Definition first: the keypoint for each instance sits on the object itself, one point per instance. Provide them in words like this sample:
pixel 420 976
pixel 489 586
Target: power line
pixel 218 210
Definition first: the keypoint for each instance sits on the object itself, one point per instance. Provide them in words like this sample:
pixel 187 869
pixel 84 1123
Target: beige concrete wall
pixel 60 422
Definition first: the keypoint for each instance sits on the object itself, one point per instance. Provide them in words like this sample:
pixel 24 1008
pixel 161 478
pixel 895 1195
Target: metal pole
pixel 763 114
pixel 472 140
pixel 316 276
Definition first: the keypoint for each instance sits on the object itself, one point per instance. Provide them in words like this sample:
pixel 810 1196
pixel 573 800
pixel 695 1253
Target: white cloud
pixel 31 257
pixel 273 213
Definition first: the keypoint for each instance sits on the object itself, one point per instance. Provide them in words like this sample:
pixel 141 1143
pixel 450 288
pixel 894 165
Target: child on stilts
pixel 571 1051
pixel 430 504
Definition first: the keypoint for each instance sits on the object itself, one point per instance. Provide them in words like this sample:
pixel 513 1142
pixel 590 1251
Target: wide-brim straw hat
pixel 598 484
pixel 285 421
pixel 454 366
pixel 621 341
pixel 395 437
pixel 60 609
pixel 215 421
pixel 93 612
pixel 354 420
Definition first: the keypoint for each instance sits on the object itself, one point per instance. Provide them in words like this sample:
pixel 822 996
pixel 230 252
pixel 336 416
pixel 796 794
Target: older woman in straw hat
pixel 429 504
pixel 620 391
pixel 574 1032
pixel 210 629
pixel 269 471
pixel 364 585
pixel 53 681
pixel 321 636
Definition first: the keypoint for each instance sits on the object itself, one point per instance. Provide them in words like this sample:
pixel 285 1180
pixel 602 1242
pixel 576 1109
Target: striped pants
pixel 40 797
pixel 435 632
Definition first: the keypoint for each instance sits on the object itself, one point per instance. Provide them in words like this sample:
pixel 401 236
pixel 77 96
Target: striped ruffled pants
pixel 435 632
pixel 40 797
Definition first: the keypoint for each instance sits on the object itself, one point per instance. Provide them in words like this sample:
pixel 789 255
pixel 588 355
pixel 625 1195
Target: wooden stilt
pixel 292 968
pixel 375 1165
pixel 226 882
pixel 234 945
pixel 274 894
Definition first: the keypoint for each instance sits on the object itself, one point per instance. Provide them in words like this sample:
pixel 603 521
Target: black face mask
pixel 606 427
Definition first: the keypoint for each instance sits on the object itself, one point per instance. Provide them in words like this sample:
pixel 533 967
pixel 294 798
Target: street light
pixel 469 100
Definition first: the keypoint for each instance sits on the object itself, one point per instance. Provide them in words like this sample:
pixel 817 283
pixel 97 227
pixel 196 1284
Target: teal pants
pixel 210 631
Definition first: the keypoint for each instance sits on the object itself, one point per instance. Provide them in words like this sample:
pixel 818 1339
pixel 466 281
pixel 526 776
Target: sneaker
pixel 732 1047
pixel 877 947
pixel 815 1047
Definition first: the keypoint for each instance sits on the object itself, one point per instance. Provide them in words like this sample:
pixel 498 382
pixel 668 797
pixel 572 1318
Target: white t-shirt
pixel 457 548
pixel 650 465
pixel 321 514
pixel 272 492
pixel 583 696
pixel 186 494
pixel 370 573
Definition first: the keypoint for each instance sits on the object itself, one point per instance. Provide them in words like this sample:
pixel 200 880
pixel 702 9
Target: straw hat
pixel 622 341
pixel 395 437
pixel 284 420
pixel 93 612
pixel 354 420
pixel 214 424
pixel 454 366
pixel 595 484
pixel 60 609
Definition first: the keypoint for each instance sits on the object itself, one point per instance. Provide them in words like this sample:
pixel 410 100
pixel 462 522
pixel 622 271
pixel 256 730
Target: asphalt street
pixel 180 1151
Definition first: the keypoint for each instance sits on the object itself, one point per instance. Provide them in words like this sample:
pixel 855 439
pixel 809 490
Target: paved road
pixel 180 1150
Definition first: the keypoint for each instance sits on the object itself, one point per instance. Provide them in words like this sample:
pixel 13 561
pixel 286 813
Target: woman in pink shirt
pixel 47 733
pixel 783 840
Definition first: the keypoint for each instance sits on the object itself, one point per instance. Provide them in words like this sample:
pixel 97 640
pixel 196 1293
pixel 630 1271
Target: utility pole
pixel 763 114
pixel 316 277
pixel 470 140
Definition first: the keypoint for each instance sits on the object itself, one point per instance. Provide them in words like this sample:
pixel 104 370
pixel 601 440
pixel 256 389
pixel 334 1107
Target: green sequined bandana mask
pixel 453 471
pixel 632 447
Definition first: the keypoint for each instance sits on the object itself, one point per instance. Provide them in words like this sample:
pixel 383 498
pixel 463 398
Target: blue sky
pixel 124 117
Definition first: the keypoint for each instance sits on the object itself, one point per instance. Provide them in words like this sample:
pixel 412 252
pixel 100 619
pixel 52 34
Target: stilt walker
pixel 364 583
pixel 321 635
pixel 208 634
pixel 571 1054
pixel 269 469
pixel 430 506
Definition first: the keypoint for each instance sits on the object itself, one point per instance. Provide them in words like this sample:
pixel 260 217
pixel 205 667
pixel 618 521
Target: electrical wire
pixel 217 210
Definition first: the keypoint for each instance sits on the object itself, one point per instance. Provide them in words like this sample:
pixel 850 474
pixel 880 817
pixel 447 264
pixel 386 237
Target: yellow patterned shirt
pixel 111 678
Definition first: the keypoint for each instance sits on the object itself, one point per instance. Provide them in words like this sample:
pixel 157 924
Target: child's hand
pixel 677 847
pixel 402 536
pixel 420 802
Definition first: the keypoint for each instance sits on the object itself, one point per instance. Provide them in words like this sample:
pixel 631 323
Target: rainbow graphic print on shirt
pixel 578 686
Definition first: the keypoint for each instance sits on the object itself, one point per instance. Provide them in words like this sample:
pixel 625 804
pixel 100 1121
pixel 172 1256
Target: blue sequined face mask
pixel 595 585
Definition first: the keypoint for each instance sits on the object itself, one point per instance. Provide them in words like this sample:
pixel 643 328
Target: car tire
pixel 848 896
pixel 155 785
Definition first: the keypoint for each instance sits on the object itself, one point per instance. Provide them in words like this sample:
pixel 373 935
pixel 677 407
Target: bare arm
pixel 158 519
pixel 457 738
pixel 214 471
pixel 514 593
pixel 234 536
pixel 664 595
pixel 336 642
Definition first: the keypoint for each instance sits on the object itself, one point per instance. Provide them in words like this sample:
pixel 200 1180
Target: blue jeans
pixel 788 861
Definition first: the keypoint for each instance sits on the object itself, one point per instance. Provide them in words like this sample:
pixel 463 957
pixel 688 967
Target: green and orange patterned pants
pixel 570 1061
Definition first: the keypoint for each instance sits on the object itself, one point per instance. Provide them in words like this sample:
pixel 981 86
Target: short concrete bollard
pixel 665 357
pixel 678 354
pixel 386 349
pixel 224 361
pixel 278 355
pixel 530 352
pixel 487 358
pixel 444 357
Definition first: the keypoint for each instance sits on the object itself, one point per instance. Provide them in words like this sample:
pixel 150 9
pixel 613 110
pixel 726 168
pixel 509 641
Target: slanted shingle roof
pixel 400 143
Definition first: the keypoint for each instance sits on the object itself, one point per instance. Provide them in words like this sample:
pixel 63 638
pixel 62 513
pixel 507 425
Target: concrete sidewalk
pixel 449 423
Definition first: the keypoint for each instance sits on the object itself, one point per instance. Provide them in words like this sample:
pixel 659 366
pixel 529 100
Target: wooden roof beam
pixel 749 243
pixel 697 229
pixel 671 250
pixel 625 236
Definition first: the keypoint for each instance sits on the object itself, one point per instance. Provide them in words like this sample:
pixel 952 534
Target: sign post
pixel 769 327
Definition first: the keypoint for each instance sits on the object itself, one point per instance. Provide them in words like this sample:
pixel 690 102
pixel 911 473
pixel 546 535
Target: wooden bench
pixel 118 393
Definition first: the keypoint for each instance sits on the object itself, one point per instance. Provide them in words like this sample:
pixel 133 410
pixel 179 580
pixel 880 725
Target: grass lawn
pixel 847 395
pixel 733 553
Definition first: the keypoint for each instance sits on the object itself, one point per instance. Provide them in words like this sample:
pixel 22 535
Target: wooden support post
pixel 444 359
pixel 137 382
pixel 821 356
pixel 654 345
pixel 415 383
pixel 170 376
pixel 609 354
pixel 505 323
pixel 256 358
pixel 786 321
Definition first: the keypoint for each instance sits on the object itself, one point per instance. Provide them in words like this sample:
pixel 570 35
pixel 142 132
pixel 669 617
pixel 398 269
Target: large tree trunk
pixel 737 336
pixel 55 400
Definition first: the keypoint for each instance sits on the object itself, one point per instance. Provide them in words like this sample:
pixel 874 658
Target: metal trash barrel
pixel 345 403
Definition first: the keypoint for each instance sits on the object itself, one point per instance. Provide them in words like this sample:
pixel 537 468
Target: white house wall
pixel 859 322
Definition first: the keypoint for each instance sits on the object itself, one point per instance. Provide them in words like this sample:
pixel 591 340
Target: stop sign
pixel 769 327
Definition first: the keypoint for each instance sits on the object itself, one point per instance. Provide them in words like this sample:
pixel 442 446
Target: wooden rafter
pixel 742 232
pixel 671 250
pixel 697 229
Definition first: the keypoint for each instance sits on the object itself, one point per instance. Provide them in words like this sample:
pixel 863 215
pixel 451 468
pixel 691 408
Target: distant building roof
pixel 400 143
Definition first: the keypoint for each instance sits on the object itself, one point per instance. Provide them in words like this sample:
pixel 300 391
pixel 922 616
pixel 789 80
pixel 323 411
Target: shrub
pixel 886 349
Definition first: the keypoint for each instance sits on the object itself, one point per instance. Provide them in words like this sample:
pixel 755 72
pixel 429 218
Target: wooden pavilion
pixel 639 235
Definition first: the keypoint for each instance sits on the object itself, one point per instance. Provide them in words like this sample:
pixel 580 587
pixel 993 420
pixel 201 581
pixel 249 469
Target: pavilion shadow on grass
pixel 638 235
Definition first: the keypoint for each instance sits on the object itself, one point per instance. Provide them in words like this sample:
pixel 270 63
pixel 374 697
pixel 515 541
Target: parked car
--------------------------------
*Directions for this task*
Rewrite the entries from the first line up to and including the line with "pixel 316 276", swapping "Target" for "Label" and changing nothing else.

*Solved problem*
Definition first: the keypoint for each instance sits on the object itself, one point per instance. Provide them in words like this sample:
pixel 420 976
pixel 489 586
Label: power line
pixel 218 210
Definition first: the keypoint for each instance sits on the object itself, one point per instance. Provide them in words like this sample:
pixel 187 869
pixel 84 1123
Label: beige concrete wall
pixel 60 422
Definition first: the keypoint for each instance sits on the object itself, one point per instance. Provide them in words like this sample:
pixel 24 1008
pixel 161 478
pixel 895 1195
Label: metal pole
pixel 763 114
pixel 472 140
pixel 316 276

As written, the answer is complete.